Segundo Faust, o aprimoramento moral
genético é recomendado e obrigatório, no entanto, devemos levar em consideração
que o fim a que esse processo almeja é o mesmo que o da nossa educação moral tradicional.
A pergunta é: porque submeter toda uma geração a riscos para atingir um fim que
nós temos conseguido realizar paulatinamente? Pois, o que sobrou ao MK+ depois
de resistir a todas as críticas respondidas por Faust? Apenas uma predisposição
cuja eficácia ainda depende da educação tradicional. Faust nem mesmo poderia
argumentar que a seleção para o MK+ é mais eficaz que o aprimoramento moral
tradicional, visto que em nenhum dos casos existe garantia de sucesso.

◆ ◆ ◆ ◆ ◆ ◆ ◆

* O QUE SE PEDE
- a) Segundo o trecho sobre aprimoramento moral, como Faust qualifica o aprimoramento moral genético?
- b) Reproduza a passagem do trecho sobre aprimoramento moral que vai de "A pergunta é: porque" até "garantia de sucesso.", substituindo "educação tradicional" por "formação tradicional".

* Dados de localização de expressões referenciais
◆ ◆ ◆ ◆ ◆ ◆ ◆

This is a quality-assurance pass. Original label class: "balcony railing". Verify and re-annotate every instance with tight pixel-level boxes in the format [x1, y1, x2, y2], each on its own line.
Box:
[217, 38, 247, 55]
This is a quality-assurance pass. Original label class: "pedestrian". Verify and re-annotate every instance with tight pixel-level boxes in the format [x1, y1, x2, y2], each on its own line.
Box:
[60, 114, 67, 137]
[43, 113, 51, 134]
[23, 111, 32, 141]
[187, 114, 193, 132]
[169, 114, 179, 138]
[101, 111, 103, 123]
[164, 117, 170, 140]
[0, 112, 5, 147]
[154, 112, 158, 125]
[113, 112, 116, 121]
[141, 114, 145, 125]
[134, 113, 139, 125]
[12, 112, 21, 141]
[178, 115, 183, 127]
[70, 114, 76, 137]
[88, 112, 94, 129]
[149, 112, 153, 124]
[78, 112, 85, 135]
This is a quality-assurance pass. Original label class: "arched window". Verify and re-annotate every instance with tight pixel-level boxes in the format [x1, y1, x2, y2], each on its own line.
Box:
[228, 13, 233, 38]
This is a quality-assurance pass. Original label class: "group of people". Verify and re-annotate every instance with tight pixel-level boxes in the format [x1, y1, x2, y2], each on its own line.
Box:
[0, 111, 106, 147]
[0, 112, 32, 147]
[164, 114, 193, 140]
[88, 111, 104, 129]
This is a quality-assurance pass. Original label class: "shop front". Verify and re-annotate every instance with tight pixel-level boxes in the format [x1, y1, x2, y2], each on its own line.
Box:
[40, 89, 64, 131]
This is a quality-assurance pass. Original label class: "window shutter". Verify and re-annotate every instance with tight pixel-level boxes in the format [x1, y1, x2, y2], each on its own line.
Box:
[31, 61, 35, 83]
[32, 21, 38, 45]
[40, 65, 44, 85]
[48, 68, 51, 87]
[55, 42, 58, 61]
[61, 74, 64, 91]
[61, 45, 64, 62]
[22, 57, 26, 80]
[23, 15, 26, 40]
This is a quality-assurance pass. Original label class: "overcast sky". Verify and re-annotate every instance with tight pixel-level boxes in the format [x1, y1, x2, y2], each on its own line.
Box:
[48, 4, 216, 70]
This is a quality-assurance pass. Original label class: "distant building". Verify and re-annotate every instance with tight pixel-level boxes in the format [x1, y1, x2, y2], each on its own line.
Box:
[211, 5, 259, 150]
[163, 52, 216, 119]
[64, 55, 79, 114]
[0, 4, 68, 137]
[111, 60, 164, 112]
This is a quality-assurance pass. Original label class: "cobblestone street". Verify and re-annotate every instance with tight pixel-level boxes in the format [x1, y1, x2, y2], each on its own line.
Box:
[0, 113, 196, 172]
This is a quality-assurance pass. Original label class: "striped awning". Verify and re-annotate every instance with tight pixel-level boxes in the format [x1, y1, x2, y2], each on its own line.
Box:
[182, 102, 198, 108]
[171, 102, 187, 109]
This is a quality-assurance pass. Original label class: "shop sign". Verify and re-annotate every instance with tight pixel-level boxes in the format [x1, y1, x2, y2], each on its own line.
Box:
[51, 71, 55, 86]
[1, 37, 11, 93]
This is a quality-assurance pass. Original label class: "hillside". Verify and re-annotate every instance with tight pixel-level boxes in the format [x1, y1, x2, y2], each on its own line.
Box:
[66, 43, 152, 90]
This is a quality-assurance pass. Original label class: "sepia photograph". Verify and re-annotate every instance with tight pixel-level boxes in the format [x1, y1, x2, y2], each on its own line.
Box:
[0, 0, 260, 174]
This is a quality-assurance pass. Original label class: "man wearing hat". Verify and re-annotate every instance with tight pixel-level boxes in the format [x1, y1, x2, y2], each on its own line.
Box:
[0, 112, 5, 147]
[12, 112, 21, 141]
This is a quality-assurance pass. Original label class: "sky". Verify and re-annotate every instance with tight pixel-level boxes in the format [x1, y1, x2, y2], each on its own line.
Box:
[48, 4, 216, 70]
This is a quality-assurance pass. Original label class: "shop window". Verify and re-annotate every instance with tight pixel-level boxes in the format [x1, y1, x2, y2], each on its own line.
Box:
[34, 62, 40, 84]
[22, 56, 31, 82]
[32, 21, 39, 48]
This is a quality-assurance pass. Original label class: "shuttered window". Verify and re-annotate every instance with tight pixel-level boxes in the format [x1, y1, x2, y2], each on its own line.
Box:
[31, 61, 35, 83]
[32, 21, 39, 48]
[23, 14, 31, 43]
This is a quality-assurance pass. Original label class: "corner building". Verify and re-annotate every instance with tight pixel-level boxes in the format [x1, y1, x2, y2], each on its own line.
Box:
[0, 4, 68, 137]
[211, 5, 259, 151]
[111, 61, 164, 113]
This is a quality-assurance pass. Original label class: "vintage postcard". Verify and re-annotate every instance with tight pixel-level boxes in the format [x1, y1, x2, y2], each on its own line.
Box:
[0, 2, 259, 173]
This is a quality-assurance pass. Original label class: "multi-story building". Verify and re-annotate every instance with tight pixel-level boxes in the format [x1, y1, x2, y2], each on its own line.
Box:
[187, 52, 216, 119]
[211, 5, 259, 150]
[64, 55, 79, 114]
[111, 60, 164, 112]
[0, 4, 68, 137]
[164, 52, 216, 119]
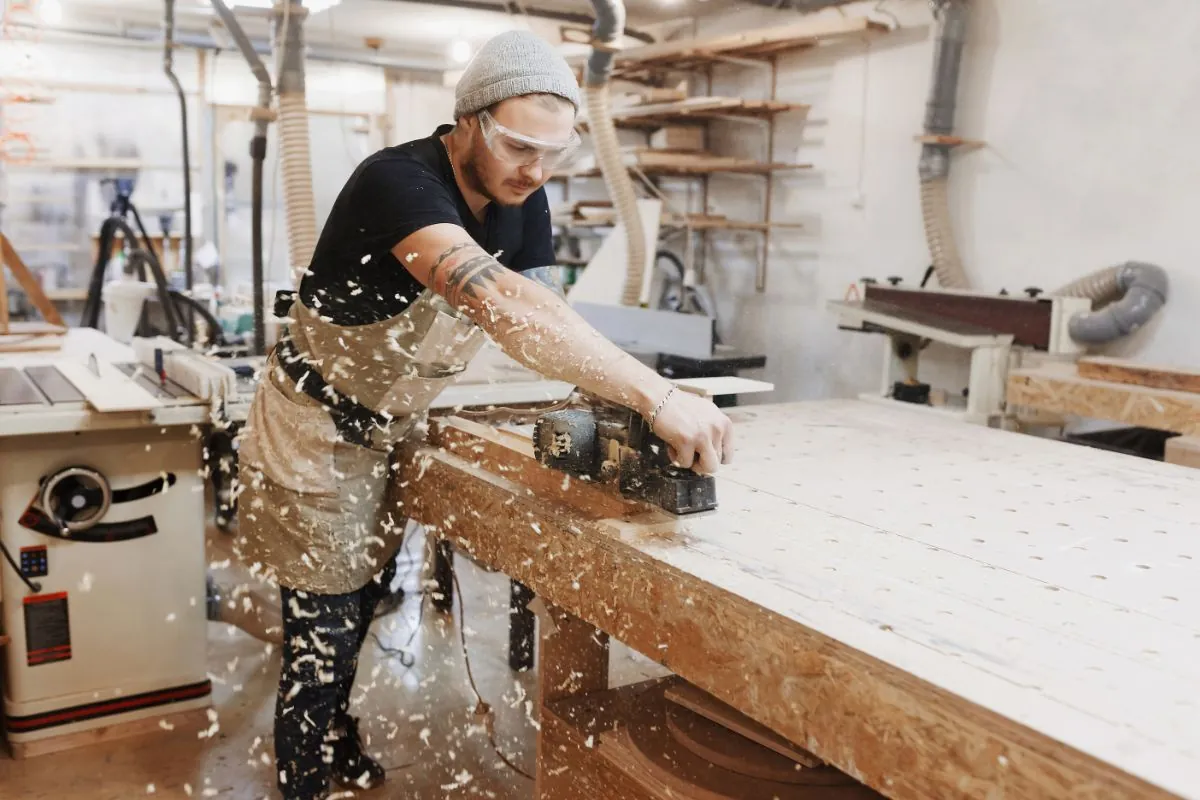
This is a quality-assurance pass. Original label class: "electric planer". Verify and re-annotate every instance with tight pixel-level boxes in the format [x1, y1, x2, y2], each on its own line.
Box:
[533, 402, 716, 517]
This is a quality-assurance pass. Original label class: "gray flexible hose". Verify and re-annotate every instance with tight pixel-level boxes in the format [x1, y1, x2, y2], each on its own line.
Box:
[584, 0, 646, 306]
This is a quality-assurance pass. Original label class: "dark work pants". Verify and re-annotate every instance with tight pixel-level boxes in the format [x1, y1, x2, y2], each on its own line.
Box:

◆ ◆ ◆ ◆ ◆ ◆ ◆

* RESPOSTAS DO EXERCÍCIO
- a) Como recomendado e obrigatório.

- b)
A pergunta é: porque submeter toda uma geração a riscos para atingir um fim que
nós temos conseguido realizar paulatinamente? Pois, o que sobrou ao MK+ depois
de resistir a todas as críticas respondidas por Faust? Apenas uma predisposição
cuja eficácia ainda depende da formação tradicional. Faust nem mesmo poderia
argumentar que a seleção para o MK+ é mais eficaz que o aprimoramento moral
tradicional, visto que em nenhum dos casos existe garantia de sucesso.